## Your goal
Arrange the items from the line containing "Where can you see the wrinkled" through the last line of the items, inclusive, as a Markdown table with the columns Row and Entry, numbering each line. Leave out blank lines and pictures.

## Data section
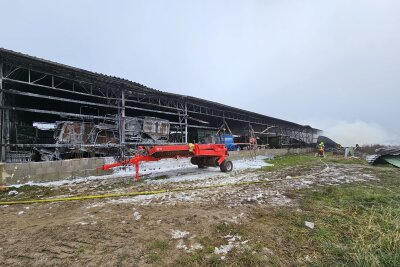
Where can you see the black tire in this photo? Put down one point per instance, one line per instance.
(226, 166)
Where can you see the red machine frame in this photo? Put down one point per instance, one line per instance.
(203, 155)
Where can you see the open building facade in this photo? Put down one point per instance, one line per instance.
(50, 111)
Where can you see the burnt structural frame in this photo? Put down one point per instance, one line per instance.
(37, 80)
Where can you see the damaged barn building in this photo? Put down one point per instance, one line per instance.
(50, 111)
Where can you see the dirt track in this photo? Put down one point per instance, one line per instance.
(122, 231)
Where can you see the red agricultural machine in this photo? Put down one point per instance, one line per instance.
(202, 155)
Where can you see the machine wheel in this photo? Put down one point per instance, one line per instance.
(226, 166)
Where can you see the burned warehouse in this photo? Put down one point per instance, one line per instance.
(51, 111)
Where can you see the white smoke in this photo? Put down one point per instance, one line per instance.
(359, 132)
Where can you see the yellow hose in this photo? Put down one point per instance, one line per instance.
(75, 198)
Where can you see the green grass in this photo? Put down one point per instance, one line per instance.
(355, 225)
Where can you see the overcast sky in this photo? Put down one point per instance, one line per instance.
(332, 64)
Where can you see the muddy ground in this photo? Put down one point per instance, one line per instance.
(164, 229)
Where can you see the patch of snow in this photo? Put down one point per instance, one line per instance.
(181, 245)
(44, 126)
(13, 193)
(233, 241)
(195, 246)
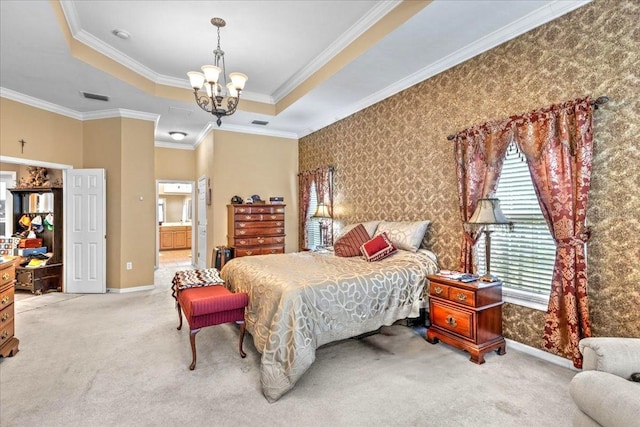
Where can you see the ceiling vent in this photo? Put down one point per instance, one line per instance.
(95, 96)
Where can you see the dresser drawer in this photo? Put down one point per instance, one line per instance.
(259, 250)
(260, 224)
(7, 275)
(6, 332)
(6, 316)
(257, 209)
(6, 297)
(258, 231)
(255, 241)
(452, 319)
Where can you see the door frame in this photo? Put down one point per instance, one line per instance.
(193, 194)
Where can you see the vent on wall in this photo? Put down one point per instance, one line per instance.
(95, 96)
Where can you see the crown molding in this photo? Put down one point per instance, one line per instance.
(534, 19)
(356, 30)
(38, 103)
(121, 112)
(257, 131)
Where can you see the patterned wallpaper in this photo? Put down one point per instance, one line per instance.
(393, 160)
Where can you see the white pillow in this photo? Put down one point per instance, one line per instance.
(405, 235)
(370, 226)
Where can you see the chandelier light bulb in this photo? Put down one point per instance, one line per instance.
(217, 91)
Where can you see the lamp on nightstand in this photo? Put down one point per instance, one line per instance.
(322, 213)
(487, 218)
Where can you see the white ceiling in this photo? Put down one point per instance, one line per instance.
(278, 44)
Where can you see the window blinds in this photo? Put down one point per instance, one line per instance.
(524, 258)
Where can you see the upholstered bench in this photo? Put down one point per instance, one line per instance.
(206, 302)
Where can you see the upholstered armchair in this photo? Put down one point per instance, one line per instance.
(602, 392)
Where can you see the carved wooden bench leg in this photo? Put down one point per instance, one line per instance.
(242, 329)
(179, 315)
(192, 338)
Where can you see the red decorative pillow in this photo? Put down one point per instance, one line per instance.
(378, 248)
(349, 244)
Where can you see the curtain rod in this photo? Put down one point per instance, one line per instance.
(601, 100)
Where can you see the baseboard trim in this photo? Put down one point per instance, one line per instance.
(127, 290)
(540, 354)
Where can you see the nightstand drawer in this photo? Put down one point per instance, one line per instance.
(453, 320)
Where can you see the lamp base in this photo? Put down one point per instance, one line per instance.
(489, 278)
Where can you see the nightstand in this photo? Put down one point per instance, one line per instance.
(466, 315)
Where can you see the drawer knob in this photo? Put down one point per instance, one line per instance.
(451, 321)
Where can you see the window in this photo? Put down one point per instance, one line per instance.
(313, 224)
(523, 258)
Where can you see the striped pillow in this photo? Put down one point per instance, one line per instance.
(349, 244)
(378, 248)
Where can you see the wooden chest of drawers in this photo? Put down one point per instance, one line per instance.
(41, 279)
(256, 229)
(8, 342)
(466, 315)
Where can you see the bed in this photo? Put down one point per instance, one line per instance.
(301, 301)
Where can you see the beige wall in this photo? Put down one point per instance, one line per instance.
(175, 164)
(245, 165)
(393, 159)
(138, 196)
(49, 137)
(204, 168)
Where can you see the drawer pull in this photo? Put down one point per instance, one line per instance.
(451, 321)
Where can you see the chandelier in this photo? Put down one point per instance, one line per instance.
(214, 80)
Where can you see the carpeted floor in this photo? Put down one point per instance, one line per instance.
(118, 360)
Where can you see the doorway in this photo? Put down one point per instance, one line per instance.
(174, 216)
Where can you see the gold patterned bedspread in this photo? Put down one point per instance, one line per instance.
(300, 301)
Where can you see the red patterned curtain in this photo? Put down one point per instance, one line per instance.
(479, 153)
(558, 144)
(322, 178)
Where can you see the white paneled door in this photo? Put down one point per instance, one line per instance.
(202, 222)
(85, 231)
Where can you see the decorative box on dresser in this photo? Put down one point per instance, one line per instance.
(466, 315)
(8, 342)
(256, 229)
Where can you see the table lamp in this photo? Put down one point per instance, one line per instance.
(487, 218)
(322, 213)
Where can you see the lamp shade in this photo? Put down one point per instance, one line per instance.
(488, 212)
(322, 212)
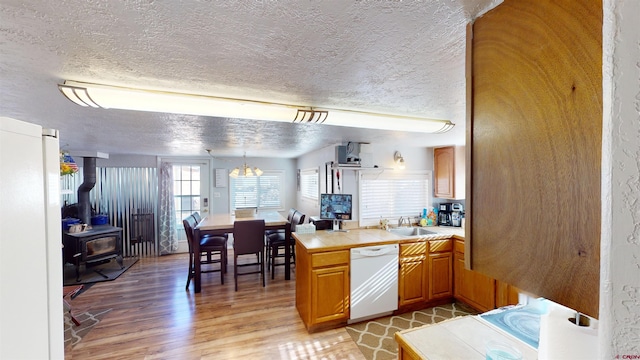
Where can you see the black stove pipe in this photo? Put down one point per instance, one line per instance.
(84, 203)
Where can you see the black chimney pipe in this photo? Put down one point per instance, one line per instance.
(84, 204)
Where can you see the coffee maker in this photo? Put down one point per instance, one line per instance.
(444, 214)
(450, 214)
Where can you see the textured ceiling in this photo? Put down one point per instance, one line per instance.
(399, 57)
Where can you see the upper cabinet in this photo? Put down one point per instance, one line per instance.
(449, 172)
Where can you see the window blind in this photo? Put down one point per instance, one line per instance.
(309, 184)
(392, 196)
(264, 192)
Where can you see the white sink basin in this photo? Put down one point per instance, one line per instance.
(411, 231)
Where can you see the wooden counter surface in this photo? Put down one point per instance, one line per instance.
(325, 240)
(458, 338)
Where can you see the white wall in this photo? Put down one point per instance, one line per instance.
(221, 204)
(416, 158)
(620, 247)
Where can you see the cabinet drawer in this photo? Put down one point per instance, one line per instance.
(329, 258)
(413, 249)
(459, 246)
(440, 246)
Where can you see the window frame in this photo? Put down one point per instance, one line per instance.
(305, 194)
(368, 220)
(280, 174)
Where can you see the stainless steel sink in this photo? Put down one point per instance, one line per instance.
(411, 231)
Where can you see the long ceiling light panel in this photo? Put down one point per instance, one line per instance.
(112, 97)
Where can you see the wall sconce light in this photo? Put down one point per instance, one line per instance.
(113, 97)
(397, 157)
(245, 170)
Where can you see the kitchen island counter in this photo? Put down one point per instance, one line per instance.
(323, 270)
(321, 241)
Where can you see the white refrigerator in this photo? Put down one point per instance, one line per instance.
(31, 309)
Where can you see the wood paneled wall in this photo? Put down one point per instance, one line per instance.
(534, 146)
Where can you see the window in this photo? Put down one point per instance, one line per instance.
(391, 196)
(309, 184)
(186, 191)
(264, 192)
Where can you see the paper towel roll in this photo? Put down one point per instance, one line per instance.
(561, 339)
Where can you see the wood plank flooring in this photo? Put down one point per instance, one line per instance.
(154, 317)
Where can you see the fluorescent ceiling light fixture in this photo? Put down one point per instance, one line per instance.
(245, 170)
(113, 97)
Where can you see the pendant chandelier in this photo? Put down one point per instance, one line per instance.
(245, 170)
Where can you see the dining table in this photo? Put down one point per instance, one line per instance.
(221, 224)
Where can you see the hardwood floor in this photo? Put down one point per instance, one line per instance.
(153, 317)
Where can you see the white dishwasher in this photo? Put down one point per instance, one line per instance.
(374, 281)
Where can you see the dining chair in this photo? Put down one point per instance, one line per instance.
(276, 242)
(248, 239)
(289, 218)
(210, 246)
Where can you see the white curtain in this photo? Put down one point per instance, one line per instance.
(167, 219)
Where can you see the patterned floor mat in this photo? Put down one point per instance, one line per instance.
(375, 338)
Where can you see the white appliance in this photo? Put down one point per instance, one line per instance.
(374, 281)
(31, 309)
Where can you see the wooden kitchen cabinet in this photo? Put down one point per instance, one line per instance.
(449, 172)
(440, 269)
(412, 277)
(322, 288)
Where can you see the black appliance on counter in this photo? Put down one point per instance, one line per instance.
(450, 214)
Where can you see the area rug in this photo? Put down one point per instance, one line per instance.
(375, 338)
(93, 273)
(88, 320)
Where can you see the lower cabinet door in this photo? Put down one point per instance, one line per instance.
(330, 294)
(412, 280)
(441, 275)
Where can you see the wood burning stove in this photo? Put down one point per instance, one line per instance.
(99, 243)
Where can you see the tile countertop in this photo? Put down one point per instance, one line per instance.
(325, 240)
(459, 338)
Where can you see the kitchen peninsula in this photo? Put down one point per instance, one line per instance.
(323, 271)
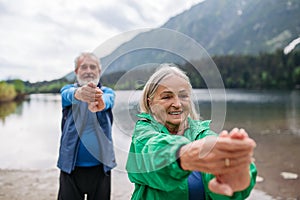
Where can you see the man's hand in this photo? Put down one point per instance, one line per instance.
(98, 104)
(88, 93)
(92, 95)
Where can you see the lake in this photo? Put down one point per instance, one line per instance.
(30, 131)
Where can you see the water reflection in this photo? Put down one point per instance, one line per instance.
(6, 109)
(30, 131)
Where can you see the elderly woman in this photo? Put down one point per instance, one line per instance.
(173, 155)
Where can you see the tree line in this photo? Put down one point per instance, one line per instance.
(263, 71)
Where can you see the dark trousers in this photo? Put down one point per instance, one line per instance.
(90, 181)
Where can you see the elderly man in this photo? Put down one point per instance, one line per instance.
(86, 154)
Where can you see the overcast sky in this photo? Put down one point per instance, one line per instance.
(40, 39)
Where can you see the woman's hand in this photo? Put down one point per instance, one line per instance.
(231, 182)
(228, 157)
(211, 154)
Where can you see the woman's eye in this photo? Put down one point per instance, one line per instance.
(183, 96)
(166, 97)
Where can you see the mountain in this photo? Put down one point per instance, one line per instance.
(240, 26)
(210, 28)
(221, 27)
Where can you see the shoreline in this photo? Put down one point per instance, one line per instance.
(43, 185)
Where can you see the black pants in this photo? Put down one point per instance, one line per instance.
(90, 181)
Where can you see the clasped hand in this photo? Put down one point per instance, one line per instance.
(228, 157)
(92, 95)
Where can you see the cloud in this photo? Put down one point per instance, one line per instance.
(40, 39)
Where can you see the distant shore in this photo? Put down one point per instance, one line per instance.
(43, 185)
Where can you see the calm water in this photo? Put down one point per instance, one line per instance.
(30, 130)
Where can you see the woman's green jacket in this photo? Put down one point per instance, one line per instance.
(152, 162)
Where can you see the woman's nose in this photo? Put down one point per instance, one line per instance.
(176, 102)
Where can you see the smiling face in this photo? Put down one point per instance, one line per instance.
(170, 104)
(88, 70)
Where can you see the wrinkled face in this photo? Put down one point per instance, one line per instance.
(88, 71)
(170, 104)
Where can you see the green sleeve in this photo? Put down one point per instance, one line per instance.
(152, 158)
(241, 195)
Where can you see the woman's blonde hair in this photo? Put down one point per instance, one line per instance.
(164, 71)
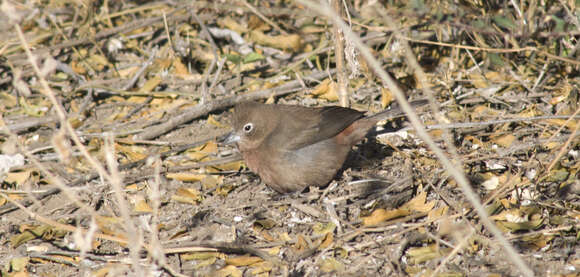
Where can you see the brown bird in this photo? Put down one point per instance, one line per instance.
(292, 147)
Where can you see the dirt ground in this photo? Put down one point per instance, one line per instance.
(111, 162)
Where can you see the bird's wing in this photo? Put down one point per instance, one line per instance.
(306, 126)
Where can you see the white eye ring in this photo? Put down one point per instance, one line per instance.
(248, 127)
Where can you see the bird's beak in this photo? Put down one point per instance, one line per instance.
(231, 138)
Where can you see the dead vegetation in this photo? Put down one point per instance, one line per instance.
(111, 111)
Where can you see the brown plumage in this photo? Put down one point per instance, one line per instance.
(292, 147)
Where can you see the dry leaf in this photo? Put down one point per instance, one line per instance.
(291, 42)
(187, 196)
(243, 260)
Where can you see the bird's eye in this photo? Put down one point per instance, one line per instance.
(248, 127)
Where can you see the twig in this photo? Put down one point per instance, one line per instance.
(447, 163)
(201, 110)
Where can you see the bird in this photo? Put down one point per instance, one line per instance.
(292, 147)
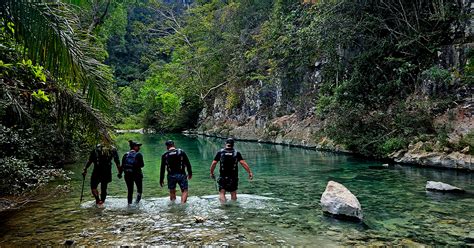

## Reply
| Row | Entry |
|---|---|
| 1 | Where can you see the wrinkled face in this photo? Put down one point per instance, one line per instance. |
| 2 | (88, 71) |
| 3 | (170, 104) |
| 4 | Where can you see the green sleeve in this photo? Put down one point per instance, one line per instance. |
| 5 | (152, 158) |
| 6 | (241, 195) |
| 7 | Where can you see the woman's blonde hair in this photo? Put down one point per instance, one line per instance. |
| 8 | (164, 71) |
| 9 | Where can you see the brown bird in this photo? Put down one point per instance, one line per instance. |
| 10 | (292, 147) |
| 11 | Where can you see the dirt ground in this photo? Put down one point per instance, one line per instance. |
| 12 | (111, 162) |
| 13 | Where can you see the bird's wing in this photo? Put down one point per instance, one line per instance. |
| 14 | (306, 126) |
| 15 | Where can you see the white eye ring in this photo? Put down one point per instance, one line per instance. |
| 16 | (248, 127) |
| 17 | Where can you see the bird's beak in this photo? Put down one point per instance, one line per instance. |
| 18 | (231, 138) |
| 19 | Where can you see the dead vegetation in this photo? Put down one point per instance, one line per instance. |
| 20 | (111, 111) |
| 21 | Where can you see the brown plumage in this photo? Put down one point per instance, one line per instance. |
| 22 | (292, 147) |
| 23 | Where can you see the dry leaf in this photo? Put down one point per instance, one line per instance. |
| 24 | (291, 42) |
| 25 | (187, 196) |
| 26 | (243, 260) |
| 27 | Where can you see the bird's eye in this photo? Put down one point per instance, one line per instance. |
| 28 | (248, 127) |
| 29 | Where can you see the twig in this photo? Put down one point per instance, one line per instance. |
| 30 | (447, 163) |
| 31 | (201, 110) |
| 32 | Where can you see the bird in this photo? Put down one point per instance, one line per instance. |
| 33 | (292, 147) |